ФРАГМЕНТ ТЕКСТА

Он создаёт формы, которые, по его мнению, должны завлекать читателя в скрытый под поверхностью текста смысл. Он играет подтекстами, в стремлении убедить читателя в своём необоримом превосходстве над традиционностью изложения.
Но лично для меня такие фокусы – давно уже пройденный этап литературных симпатий. В конце концов, она быстро приедается – эта литературно-джазовая завуалированность, и ты просто открываешь что-то менее заезженно-интеллектуальное и включаешь нормальную человеческую музыку.
И радуешься разрешениям, которые находятся именно там, где и должны быть, а не теряются в бесконечной перспективе.
>По поводу моих персонажей все проще некуда - я мошенничаю, мне легко, я с живых и ныне здравствующих людей срисовываю. :)
Из моего опыта следует обратное: описать вымышленную ситуацию оказывалось гораздо проще, чем произошедшую в действительности.
no subject
Date: 2007-11-06 09:09 am (UTC)потому что лесные пожары сердца не греют. :)))

ФРАГМЕНТЫ ЗАПИСЕЙ
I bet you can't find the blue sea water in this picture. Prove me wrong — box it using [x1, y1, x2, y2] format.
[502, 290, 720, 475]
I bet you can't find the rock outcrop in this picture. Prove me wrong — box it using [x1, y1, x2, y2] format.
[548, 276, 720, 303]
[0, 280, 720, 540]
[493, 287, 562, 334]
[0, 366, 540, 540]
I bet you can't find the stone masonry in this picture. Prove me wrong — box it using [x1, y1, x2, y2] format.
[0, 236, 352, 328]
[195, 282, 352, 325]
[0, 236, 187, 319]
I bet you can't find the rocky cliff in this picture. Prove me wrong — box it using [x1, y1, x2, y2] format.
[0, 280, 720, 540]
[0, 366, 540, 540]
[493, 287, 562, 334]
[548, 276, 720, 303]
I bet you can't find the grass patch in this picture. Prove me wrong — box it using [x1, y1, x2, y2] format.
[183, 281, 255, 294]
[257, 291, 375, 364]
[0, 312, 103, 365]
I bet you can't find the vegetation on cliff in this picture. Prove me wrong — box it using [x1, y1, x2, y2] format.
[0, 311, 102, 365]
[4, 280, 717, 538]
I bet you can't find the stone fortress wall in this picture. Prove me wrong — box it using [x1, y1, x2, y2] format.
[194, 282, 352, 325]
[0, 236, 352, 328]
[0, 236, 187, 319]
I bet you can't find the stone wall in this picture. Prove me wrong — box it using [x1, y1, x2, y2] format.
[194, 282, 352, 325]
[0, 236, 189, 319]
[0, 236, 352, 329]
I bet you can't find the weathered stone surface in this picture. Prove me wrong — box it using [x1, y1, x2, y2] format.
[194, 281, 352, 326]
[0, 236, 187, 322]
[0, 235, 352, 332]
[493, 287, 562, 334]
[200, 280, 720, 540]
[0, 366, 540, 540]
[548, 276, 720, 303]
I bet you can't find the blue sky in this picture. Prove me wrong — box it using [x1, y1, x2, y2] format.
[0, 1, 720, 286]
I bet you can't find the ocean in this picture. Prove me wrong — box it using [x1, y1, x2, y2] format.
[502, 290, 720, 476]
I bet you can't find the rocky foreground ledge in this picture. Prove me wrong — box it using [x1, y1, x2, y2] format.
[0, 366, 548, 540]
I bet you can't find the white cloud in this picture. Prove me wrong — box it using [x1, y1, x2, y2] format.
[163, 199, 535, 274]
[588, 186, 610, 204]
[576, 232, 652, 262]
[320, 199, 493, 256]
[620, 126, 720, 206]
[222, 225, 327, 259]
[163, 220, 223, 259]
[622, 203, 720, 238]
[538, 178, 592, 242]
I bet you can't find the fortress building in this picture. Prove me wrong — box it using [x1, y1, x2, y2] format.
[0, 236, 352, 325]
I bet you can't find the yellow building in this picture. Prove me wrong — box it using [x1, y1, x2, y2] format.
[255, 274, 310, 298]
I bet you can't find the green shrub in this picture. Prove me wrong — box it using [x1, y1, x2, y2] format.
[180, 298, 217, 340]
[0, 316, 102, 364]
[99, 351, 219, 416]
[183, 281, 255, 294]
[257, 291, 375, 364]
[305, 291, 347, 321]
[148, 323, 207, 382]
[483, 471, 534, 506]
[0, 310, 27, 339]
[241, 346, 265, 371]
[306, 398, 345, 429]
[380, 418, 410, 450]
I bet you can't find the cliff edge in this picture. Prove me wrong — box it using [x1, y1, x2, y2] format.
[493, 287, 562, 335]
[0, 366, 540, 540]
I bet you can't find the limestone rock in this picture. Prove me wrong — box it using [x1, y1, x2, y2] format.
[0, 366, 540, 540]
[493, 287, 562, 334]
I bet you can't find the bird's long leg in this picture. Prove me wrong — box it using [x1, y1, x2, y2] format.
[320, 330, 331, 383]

--

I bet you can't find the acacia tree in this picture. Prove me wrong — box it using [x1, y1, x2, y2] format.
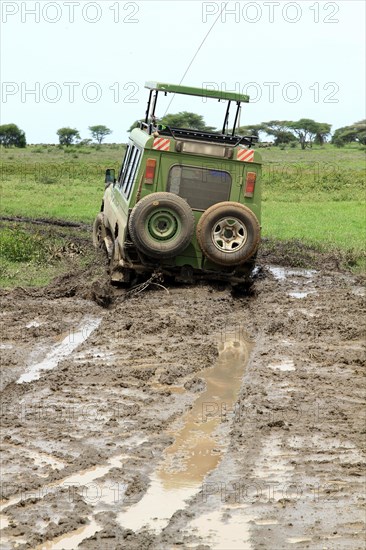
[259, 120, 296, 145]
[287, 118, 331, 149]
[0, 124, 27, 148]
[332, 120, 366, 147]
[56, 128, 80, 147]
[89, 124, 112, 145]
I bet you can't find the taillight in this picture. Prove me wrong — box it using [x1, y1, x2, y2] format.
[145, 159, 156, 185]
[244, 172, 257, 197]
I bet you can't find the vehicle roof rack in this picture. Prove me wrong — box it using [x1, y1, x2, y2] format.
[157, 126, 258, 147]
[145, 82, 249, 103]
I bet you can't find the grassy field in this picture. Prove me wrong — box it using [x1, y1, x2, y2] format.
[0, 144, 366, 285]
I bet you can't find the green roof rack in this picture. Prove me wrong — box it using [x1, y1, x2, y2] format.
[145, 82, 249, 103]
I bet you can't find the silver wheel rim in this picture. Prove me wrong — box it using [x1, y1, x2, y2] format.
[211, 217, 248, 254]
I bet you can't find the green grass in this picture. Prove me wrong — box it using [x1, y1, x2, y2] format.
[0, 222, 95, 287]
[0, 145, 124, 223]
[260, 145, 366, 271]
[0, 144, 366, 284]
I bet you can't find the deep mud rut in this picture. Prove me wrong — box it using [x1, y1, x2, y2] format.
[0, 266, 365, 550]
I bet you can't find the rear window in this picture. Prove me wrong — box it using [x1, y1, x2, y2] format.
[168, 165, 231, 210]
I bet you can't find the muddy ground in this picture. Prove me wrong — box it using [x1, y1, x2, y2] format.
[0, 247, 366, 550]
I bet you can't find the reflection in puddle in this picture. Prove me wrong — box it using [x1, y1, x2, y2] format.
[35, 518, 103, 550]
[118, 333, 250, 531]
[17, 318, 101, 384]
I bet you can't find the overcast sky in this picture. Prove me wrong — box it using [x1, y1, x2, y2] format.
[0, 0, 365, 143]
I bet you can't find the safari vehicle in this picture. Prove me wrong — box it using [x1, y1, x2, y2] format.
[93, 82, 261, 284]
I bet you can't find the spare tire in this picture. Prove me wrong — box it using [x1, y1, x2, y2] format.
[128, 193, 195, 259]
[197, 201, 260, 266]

ЗАДАНИЕ 1
Что, согласно тексту о литературных приёмах, по опыту пишущего описать проще: вымышленную ситуацию или произошедшую в действительности?
ЗАДАНИЕ 2
Повторите дословно часть текста о литературных приёмах: начните с места, где стоят слова «И радуешься разрешениям, которые», и остановитесь после слов «произошедшую в действительности.».
ЗАДАНИЕ 3
Подхватите текст о литературных приёмах и продолжите его после последней приведённой фразы.

ОТВЕТ 1
Вымышленную ситуацию.

ОТВЕТ 2
И радуешься разрешениям, которые находятся именно там, где и должны быть, а не теряются в бесконечной перспективе.
>По поводу моих персонажей все проще некуда - я мошенничаю, мне легко, я с живых и ныне здравствующих людей срисовываю. :)
Из моего опыта следует обратное: описать вымышленную ситуацию оказывалось гораздо проще, чем произошедшую в действительности.

ОТВЕТ 3
Графомания - это моя давняя болезнь, я ею, по-моему страдал, еще когда читать не научился, и признаки ее мне знакомы и понятны. Видимо, ее конечной необратимой стадией следует считать полное отмирание смысла у текста, когда книга пишется не ради писания слов, а ради написания букв.
Много-много каллиграфически исполенных иероглифов, которые затем сводятся к бесчисленным бесконечно далеким от совершенства вариантам одного и того же иероглифа, которые затем обращаются просто в ненаписание ничего - как единственный способ написать все.
Таким образом завершенный графоман не пишет за всю жизнь ни строчки. Воистину, "Художник, не бойся совершенства! Тебе никогда не достичь его!" :)
Реальная ситуация, будучи описанной, вываливается из реальности, как недожеванный птенец из крокодильей пасти. Но это уже совсем другая ситуация.
Мне легче писать, отталкиваясь от реальных событий, потому что... Да мне интереснее просто. :)
no subject
Date: 2007-11-06 09:21 am (UTC)Ещё раз порадовали метафорой.))
>Много-много каллиграфически исполенных иероглифов, которые затем сводятся к бесчисленным бесконечно далеким от совершенства вариантам одного и того же иероглифа, которые затем обращаются просто в ненаписание ничего - как единственный способ написать все.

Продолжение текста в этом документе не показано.